**To be done:** In the data from its start through the line holding "column 866, row 376", inclusive, change "swimsuit" to "bathing suit" and write those lines out again with nothing else altered.

### Data for this exercise ###

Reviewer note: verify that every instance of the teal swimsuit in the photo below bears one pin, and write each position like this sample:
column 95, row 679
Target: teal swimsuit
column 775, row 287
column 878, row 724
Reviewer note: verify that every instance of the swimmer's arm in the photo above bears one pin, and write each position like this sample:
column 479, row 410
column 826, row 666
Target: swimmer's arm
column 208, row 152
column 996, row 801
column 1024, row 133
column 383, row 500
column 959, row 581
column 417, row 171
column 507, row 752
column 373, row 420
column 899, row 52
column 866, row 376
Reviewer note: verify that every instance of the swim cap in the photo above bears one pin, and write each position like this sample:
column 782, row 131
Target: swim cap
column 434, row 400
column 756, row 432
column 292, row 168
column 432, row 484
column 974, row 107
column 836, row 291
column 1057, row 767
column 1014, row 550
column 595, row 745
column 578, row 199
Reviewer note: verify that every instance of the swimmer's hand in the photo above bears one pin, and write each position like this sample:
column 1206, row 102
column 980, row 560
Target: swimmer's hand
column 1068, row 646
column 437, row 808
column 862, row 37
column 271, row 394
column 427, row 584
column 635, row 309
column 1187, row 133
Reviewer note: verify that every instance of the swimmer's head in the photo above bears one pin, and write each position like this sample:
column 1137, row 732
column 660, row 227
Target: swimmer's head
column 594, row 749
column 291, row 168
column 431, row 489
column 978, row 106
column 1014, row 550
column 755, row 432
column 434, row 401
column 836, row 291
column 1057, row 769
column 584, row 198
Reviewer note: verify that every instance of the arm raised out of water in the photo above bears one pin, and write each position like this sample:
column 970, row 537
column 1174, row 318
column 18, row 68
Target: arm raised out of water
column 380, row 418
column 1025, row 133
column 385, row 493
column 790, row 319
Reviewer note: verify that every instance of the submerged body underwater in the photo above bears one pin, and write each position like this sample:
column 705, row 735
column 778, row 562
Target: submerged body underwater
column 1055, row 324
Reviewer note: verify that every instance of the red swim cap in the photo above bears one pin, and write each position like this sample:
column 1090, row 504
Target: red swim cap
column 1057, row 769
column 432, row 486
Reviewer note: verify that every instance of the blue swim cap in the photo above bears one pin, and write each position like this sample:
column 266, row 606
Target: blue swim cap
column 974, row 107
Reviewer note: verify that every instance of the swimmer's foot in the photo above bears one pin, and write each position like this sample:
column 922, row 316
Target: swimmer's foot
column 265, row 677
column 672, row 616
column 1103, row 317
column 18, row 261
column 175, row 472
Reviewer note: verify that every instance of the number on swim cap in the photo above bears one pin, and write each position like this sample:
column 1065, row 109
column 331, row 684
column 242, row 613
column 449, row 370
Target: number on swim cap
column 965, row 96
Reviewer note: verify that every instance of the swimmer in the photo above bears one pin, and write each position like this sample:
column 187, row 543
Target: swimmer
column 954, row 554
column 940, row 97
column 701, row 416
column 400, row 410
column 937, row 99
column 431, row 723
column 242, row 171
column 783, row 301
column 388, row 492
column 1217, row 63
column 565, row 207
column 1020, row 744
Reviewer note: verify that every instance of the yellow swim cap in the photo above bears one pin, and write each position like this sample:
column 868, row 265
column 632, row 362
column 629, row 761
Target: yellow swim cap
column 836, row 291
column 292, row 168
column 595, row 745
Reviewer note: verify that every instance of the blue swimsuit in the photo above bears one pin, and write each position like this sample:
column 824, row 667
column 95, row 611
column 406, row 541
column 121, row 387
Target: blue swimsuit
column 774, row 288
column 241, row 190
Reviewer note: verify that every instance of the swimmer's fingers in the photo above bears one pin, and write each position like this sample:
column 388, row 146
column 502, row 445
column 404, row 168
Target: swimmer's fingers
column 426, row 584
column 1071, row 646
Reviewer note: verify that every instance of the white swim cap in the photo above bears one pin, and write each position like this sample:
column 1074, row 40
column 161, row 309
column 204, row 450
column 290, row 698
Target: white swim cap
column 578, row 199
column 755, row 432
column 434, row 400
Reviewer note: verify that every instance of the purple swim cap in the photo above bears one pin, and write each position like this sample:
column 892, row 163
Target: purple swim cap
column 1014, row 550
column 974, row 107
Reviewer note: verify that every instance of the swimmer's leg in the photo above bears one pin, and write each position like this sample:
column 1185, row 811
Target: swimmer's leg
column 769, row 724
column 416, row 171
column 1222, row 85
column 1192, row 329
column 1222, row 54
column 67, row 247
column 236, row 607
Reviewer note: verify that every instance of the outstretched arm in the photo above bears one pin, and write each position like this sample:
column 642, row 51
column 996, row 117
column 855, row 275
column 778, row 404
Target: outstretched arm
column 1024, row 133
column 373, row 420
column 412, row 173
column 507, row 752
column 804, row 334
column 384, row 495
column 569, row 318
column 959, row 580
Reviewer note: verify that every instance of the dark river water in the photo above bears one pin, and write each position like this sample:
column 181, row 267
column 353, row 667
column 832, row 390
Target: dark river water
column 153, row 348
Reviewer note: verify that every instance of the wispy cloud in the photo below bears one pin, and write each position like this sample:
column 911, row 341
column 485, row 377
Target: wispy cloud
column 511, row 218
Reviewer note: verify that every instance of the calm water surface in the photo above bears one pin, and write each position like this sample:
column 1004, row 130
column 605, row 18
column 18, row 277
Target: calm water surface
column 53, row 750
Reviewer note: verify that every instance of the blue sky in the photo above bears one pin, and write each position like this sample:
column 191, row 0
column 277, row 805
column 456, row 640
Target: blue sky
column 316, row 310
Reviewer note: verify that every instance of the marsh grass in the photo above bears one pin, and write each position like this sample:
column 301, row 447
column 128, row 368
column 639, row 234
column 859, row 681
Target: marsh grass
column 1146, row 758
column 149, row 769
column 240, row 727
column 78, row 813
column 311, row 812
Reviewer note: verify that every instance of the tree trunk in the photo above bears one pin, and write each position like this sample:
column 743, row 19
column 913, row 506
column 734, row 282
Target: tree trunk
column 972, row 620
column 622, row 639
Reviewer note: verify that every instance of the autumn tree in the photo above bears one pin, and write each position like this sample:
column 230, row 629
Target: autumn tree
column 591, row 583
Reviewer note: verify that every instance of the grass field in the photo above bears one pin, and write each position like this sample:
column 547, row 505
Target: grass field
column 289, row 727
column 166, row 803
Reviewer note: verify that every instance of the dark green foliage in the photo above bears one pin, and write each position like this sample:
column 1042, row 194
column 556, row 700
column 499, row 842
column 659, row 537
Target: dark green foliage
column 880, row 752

###

**Finished task:**
Reviewer note: verify that every instance of the teal bathing suit in the photo below bears one pin, and write each position like this sample:
column 95, row 679
Target: teal bathing suit
column 775, row 287
column 878, row 724
Reviewer note: verify that every instance of the swimmer's arm in the photo above bears one pin, and write each position like this sample:
column 479, row 410
column 826, row 666
Target: swimmer's arm
column 208, row 152
column 996, row 801
column 1024, row 133
column 383, row 500
column 959, row 581
column 417, row 171
column 507, row 752
column 373, row 420
column 899, row 52
column 866, row 376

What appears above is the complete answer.